### TESTO DA LEGGERE ###

2. Come primo responsabile del messaggio di Cristo, che e soprattutto messaggio di pace, sono venuto fra voi in atteggiamento di dialogo, nel rispetto di tutto ciò che è umano. Ma del mio indimenticabile pellegrinaggio, essenzialmente pastorale e religioso e di carattere mariano, serbo ben vivo il ricordo indelebile della permanenza a Fatima. In questa breve sosta nella "Terra di Santa Maria", voglio rinnovare il mio appello perché sia sentito il "Messaggio" che ci viene da Fatima e che coincide con la chiamata dell'imminente Anno Giubilare della Redenzione.

Facendo eco alla "Madonna del Messaggio", io ripetevo in esso che la Redenzione è sempre più potente del peccato dell'uomo e del "peccato del mondo", che la Redenzione supera infinitamente ogni specie di male che sia nell'uomo e nel mondo.

"Pellegrino tra pellegrini", ho avuto allora occasione di dire, che venivo con il nome della Madonna sulle labbra e con il cantico della misericordia di Dio nel cuore.

Di nuovo in veste di pellegrino, sono identici i pensieri che mi guidano; e la bocca parla per l'abbondanza che porto nel cuore; l'amore di Dio, ricco in misericordia; il potere della Redenzione di Cristo; la Madonna, Madre della nostra fiducia; e l'amore e la pace fra gli uomini.


3. E' un auspicio lungamente coltivato nella preghiera, per un mondo più pacifico, più umano e più fraterno, più conforme cioè con i disegni di Dio Creatore e Redentore, questo viaggio pastorale che sto realizzando e che mi porta incontro agli uomini miei fratelli, in Paesi molto cari al mio cuore, che va pieno di speranza: speranza che l'amore che è nel Padre, per opera del Figlio e dello Spirito Santo, manifesti nel nostro mondo contemporaneo la sua presenza, più forte del male, più forte del peccato e più forte della morte.

Desidererei che fosse esente da ombre l'orizzonte di questa speranza, che illumina la preghiera di tutta la Chiesa per l'America Latina. Ma se il mio cuore soffre con tutti i cuori feriti dal male della violenza, in qualsiasi parte del mondo, in esso prevale la fiducia in Dio "ricco di misericordia", e l'amore per l'uomo, redento da Cristo. E' un viaggio di amore cristiano, dunque, quello che sto facendo, che ha il solo obiettivo di essere riflesso e annuncio dell'Amore misericordioso di Dio.

### RECORD FORNITI ###

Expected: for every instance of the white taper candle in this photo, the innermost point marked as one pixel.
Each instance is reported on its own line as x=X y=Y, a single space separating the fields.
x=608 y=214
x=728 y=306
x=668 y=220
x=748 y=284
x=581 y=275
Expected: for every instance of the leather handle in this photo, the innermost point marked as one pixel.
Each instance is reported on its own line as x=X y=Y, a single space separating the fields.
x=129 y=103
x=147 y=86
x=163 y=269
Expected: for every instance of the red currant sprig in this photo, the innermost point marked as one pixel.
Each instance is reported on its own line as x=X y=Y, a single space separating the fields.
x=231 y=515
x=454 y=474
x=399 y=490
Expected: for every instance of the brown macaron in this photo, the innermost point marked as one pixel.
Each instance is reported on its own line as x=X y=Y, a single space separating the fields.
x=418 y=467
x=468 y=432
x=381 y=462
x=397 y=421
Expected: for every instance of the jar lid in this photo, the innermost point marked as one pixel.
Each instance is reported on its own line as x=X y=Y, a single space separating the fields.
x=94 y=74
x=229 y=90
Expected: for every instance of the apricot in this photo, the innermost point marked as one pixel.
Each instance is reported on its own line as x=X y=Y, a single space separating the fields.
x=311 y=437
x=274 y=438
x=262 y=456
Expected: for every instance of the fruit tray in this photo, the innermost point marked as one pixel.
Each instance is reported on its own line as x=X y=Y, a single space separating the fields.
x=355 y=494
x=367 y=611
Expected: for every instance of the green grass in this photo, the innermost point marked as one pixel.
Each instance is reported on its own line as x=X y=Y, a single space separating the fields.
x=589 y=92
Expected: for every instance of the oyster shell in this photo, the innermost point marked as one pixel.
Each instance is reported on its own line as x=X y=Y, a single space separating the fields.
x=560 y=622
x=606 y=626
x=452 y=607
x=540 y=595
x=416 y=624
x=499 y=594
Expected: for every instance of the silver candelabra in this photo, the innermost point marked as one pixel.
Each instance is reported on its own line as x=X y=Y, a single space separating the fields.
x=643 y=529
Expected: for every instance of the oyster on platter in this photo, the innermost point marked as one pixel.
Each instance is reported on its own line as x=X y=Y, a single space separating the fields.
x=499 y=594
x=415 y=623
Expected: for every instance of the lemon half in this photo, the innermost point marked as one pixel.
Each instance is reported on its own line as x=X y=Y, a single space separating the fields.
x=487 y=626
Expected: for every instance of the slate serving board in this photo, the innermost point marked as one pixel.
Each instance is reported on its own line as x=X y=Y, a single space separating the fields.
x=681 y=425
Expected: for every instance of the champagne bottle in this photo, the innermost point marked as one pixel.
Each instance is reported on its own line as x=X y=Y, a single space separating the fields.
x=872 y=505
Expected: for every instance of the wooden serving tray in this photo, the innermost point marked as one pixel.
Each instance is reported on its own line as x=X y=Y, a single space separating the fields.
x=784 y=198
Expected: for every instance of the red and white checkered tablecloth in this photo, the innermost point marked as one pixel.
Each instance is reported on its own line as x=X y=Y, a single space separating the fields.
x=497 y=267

###

**COMPITI ASSEGNATI:**
[a] Secondo il testo da leggere, con quale chiamata coincide il messaggio che viene da Fatima?
[b] Continua il testo da leggere, riprendendo subito dopo la sua ultima frase.

**RISPOSTE:**
[a] Coincide con la chiamata dell'imminente Anno Giubilare della Redenzione.

[b]
4. E' con la più grande stima che rinnovo ad ogni figlio di questa diletta Nazione l'invito a coltivare l'amore fraterno nella convivenza umana.

Con particolare affetto esorto la Chiesa del Portogallo ad innalzare a Dio costanti preghiere, in unione con il Papa, specialmente durante questo viaggio pastorale, per il trionfo dell'amore, della concordia e della pace: pace negli spiriti, pace fra gli uomini e pace tra i popoli. Confido nella preghiera di tutti, ma rivolgo un particolare pensiero affettuoso agli anziani, a coloro che soffrono e ai bambini. Alla Madonna e alla preghiera dei bambini innocenti affido il buon successo di questo pellegrinaggio.

E con amicizia cordiale rinnovo gli auguri sinceri per la crescente prosperità del caro Popolo portoghese: prosperità libera da qualsiasi ombra di disamore o di violenza; e sempre illuminata dal senso dell'autentico bene comune, della concordia, della giustizia e della pace, con rispetto della vita, della dignità e della libertà umana, al servizio della grande causa del maggior bene dell'intera famiglia umana. E di questi miei voti faccio preghiera, implorando, con l'intercessione della Madonna di Fatima, per ogni portoghese, per ogni famiglia e per tutta la Nazione i favori e la benedizione di Dio misericordioso.

Data: 1983-03-02 Data estesa: Mercoledi 2 Marzo 1983

Arrivo all'aeroporto di San José (Costa Rica)

Titolo: Vengo a condividere il dolore dei popoli e per comprenderli

Signor Presidente, diletti fratelli nell'Episcopato, carissimi fratelli e sorelle.


1. Sia lodato Gesù Cristo! Ringrazio Dio che mi ha fatto giungere ancora in questo continente americano, dopo le precedenti visite alla Repubblica Dominicana e Messico, agli Stati Uniti, Brasile e Argentina, delle quali conservo così vivi ricordi.

Questa volta i miei passi di pellegrino apostolico si dirigono nell'area geografica dell'America Centrale. Da molto tempo ho tanto pensato ad essa; essa è stata spesso al centro del mio ricordo e delle mie preoccupazioni.

Nella prima tappa mi accoglie la cara terra di Costa Rica, la cui calorosa ospitalità comincio a sentire fin dal mio arrivo all'aeroporto Juan Santa Maria della capitale della Nazione. perciò nel mio spirito affiora un sentimento di profonda gratitudine.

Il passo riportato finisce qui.